**REQUIREMENTS**: How many lines of the data below contain the string "railing"? Case counts; reply with the number alone.

**LISTING**:
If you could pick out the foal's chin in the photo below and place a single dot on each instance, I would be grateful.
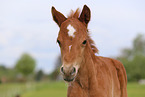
(69, 79)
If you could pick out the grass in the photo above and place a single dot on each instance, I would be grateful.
(51, 89)
(54, 89)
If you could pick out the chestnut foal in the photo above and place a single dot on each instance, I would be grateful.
(87, 75)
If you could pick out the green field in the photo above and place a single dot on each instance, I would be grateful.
(54, 89)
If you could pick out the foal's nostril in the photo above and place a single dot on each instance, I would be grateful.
(73, 71)
(62, 70)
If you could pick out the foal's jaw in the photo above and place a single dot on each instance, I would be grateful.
(69, 72)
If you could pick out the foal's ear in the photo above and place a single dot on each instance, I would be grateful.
(85, 15)
(58, 17)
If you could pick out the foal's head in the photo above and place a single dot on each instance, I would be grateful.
(72, 38)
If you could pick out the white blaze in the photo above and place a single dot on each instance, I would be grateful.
(70, 47)
(71, 30)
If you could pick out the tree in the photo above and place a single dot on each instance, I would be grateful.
(26, 64)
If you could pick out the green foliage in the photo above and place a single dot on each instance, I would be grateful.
(39, 75)
(7, 74)
(134, 59)
(26, 64)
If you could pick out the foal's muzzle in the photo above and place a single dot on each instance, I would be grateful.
(68, 73)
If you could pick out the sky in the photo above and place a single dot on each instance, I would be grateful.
(26, 26)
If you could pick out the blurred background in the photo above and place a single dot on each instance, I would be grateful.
(30, 56)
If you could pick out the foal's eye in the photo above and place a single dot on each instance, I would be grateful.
(84, 42)
(58, 42)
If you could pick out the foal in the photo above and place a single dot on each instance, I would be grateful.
(87, 75)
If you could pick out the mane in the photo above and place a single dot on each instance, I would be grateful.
(76, 14)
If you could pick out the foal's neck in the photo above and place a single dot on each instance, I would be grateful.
(87, 73)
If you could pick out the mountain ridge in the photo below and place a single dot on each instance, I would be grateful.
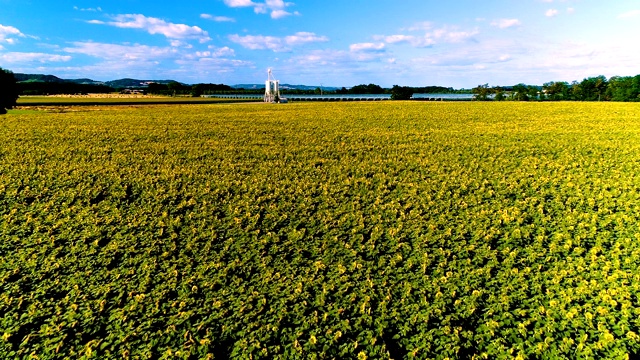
(137, 83)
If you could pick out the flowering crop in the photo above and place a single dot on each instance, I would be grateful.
(379, 230)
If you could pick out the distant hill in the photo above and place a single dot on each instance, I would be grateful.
(37, 78)
(134, 83)
(284, 86)
(121, 83)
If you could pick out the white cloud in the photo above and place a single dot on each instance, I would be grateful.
(157, 26)
(276, 44)
(217, 18)
(275, 7)
(506, 23)
(258, 42)
(118, 52)
(98, 9)
(216, 52)
(367, 47)
(423, 26)
(300, 38)
(432, 35)
(8, 34)
(32, 57)
(630, 14)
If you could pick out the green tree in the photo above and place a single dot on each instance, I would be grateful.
(401, 92)
(521, 92)
(556, 90)
(8, 91)
(481, 92)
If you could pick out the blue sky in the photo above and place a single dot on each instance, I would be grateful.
(459, 43)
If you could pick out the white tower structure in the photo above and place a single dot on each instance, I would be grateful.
(271, 88)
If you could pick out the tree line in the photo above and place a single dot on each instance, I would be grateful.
(598, 88)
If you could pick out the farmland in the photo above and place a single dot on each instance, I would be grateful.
(334, 230)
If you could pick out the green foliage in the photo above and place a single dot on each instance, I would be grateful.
(8, 91)
(357, 230)
(482, 92)
(401, 93)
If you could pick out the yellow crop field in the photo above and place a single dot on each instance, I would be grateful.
(321, 230)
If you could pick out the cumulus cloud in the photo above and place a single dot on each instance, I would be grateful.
(217, 52)
(275, 7)
(8, 34)
(551, 13)
(217, 18)
(630, 14)
(367, 47)
(22, 58)
(431, 36)
(120, 52)
(98, 9)
(157, 26)
(506, 23)
(276, 44)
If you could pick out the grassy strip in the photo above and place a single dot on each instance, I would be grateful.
(78, 101)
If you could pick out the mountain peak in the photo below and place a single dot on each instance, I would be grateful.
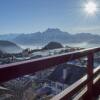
(53, 30)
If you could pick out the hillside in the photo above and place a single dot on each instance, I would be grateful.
(9, 47)
(52, 45)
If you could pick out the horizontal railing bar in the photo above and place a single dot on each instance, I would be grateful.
(14, 70)
(74, 88)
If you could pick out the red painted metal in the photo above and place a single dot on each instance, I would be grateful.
(90, 74)
(14, 70)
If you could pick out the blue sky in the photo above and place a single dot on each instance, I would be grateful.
(26, 16)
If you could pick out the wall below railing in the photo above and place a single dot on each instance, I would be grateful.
(14, 70)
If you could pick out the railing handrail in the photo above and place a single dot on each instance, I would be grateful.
(14, 70)
(74, 88)
(18, 69)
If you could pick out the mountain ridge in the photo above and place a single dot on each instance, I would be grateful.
(55, 34)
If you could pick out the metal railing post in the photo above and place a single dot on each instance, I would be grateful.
(90, 63)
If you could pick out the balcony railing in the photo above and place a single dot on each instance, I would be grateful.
(86, 88)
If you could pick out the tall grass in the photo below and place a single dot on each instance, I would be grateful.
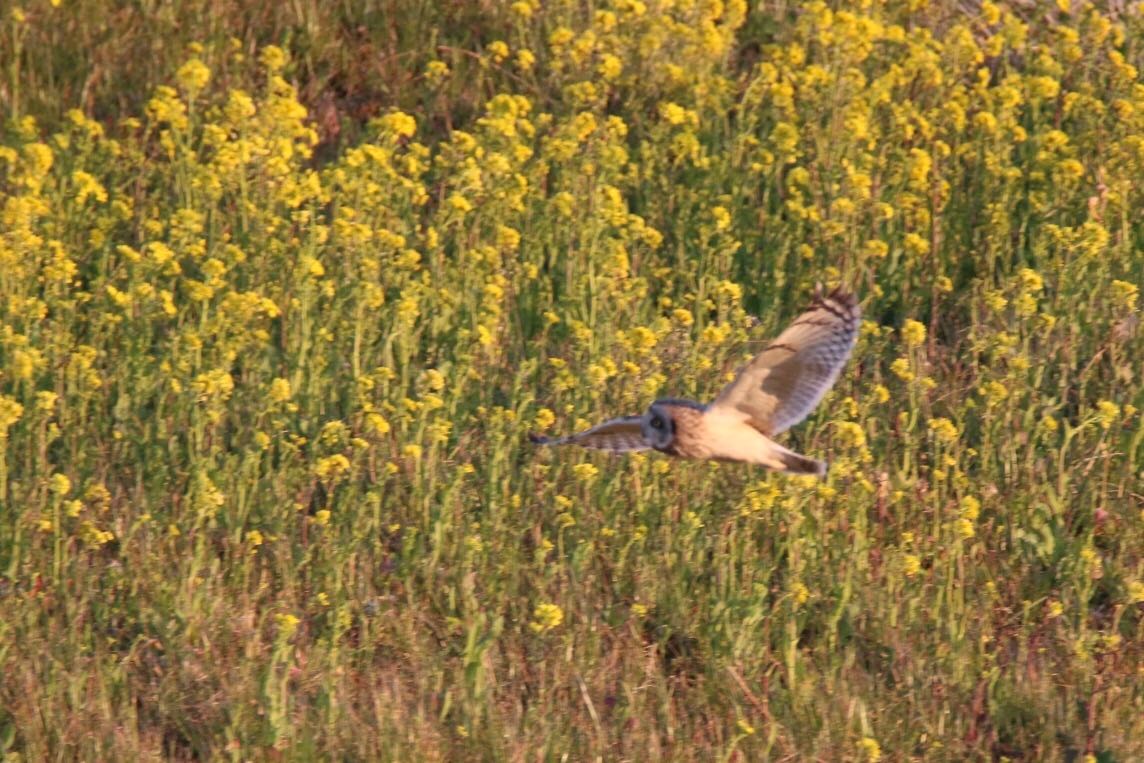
(277, 314)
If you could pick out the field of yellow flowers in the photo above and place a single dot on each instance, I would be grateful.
(284, 291)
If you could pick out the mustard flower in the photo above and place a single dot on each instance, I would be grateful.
(546, 618)
(913, 333)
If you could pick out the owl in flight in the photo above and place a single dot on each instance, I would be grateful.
(777, 389)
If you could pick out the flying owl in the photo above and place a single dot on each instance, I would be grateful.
(777, 389)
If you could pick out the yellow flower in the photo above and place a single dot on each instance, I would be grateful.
(944, 429)
(436, 71)
(913, 333)
(60, 484)
(610, 66)
(585, 471)
(498, 50)
(525, 60)
(332, 467)
(900, 368)
(545, 419)
(970, 508)
(871, 749)
(911, 565)
(546, 617)
(1125, 294)
(279, 390)
(273, 58)
(287, 624)
(1106, 413)
(397, 125)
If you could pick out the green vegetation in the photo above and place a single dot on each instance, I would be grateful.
(277, 311)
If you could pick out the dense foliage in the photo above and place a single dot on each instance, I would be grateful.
(276, 319)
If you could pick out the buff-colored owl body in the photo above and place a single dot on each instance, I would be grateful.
(777, 389)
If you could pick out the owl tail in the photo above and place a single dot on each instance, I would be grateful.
(793, 463)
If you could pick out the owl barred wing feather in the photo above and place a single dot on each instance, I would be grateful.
(620, 435)
(783, 383)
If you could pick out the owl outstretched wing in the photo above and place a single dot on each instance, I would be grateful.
(783, 383)
(620, 435)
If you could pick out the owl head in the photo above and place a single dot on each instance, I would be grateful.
(658, 426)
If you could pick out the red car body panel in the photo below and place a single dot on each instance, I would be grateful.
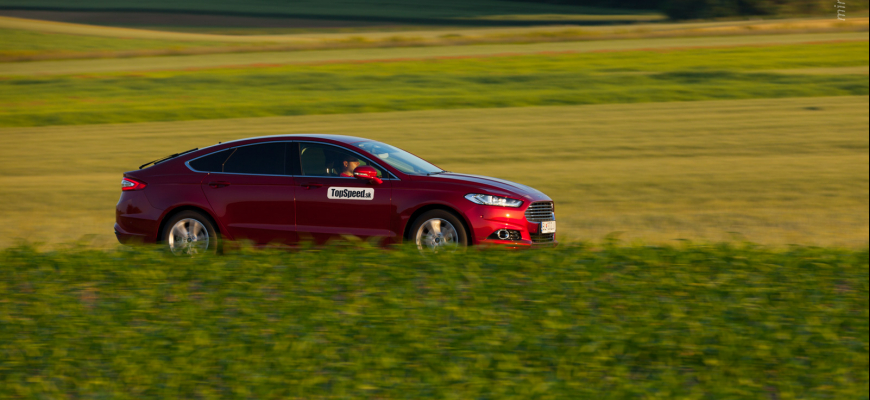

**THE SOLUTION**: 5